The problem:
Answer these questions from the passage below about autistic children and change:
1. How old is Freya?
2. What kind of service is Teen Calm, and whom is it aimed at helping?
3. According to Cathy, what is behavior?

Passage given:
● ● ● ● ●

Parents of autistic children know only too well that change is rarely easy for their little (and big) ones. But the last few weeks have bought a cataclysm of change unprecedented in our lifetime and getting to grips with what’s going on can be tough.
Cathy Wassell, mum to 15 year old Freya, who has autism, and is the co-founder of Teen Calm - a subscription service aimed at helping teenagers to keep calm when the heat is on.
Cathy knows that the changes we are being asked to make seem pretty normal, but how can life be normal when your favoured way to self-regulate is to go to the supermarket (yes, we know!)?
When you are hostage to OCD, but suddenly everyone is telling you to wash your hands? When the professionals you rely on and have been part of your recovery, are no longer available, and the groups which brought you back into the world cease to run?
Cathy says, “The world is topsy turvy a lot of the time, but at the moment this is even more so. If it’s scary for adults, imagine how scary it is for a child who relies on everything being just as it’s meant to be in order for them to have low anxiety. While this situation continues, parents of autistic and other neurodiverse children, are likely to see behaviours that reflect increased anxiety. Behaviour is communication, and even if your child can’t necessarily articulate to you what’s wrong, they are telling you with the way they are acting, and this can be hard.”

● ● ● ● ●

[Excerpts from point annotation data]
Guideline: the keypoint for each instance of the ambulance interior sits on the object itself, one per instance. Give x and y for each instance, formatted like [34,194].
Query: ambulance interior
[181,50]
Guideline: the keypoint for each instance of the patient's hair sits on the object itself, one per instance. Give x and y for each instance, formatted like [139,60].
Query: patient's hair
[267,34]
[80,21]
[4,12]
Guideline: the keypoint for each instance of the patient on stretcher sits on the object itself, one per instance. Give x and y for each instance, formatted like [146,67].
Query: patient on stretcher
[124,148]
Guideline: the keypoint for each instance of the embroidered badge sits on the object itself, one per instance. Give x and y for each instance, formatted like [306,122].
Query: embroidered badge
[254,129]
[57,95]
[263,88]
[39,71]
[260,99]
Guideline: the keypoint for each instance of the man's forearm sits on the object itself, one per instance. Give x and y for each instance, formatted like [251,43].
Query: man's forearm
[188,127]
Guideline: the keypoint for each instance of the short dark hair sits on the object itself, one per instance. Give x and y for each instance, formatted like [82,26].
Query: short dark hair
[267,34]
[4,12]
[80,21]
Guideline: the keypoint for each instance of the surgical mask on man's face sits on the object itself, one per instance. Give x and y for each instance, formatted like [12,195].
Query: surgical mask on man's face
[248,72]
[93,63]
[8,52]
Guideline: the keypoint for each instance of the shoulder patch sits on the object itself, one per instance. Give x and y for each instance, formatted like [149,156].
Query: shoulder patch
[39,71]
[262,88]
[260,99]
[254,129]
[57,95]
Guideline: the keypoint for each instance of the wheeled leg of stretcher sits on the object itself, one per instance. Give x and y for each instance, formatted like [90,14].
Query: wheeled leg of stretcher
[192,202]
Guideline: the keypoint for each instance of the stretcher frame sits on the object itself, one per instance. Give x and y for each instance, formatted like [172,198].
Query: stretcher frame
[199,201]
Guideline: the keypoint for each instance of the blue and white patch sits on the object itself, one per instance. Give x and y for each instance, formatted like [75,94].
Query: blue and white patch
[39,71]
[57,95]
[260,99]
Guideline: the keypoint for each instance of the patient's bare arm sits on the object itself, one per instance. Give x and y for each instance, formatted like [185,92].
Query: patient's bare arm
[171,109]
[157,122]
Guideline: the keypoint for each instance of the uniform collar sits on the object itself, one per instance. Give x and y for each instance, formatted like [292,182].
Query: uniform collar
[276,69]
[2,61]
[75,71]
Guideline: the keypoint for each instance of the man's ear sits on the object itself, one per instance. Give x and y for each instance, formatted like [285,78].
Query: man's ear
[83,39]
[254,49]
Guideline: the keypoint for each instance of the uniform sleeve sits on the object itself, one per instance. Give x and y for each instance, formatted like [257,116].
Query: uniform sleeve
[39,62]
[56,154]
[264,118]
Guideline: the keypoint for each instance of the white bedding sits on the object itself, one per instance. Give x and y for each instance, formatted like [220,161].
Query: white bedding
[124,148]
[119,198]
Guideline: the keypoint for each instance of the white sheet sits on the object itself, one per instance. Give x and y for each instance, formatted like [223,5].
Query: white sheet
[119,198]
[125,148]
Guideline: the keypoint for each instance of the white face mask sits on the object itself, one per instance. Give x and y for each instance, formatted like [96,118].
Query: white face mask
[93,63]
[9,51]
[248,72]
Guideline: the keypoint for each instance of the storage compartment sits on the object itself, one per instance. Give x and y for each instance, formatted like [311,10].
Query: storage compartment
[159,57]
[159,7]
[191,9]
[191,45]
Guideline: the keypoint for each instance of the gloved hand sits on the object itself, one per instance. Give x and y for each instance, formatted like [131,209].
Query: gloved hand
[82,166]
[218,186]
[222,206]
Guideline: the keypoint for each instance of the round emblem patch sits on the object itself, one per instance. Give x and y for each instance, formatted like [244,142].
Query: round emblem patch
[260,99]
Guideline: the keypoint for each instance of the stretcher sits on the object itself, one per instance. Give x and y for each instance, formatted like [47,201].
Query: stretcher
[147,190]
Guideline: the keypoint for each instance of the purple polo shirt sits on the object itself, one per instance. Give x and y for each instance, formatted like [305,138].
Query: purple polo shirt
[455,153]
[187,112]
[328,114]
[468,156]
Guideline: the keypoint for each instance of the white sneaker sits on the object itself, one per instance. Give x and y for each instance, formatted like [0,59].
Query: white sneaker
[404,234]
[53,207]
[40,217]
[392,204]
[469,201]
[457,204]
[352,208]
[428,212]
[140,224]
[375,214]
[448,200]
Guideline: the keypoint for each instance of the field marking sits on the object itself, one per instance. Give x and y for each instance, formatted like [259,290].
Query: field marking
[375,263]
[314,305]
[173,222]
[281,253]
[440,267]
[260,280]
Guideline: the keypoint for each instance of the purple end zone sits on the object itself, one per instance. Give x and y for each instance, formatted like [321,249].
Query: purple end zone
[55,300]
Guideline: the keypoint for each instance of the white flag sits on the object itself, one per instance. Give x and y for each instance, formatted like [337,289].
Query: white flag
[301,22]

● ● ● ● ●

Output:
1. Freya is 15 years old.
2. Teen Calm is a subscription service aimed at helping teenagers keep calm when the heat is on.
3. Behavior is communication.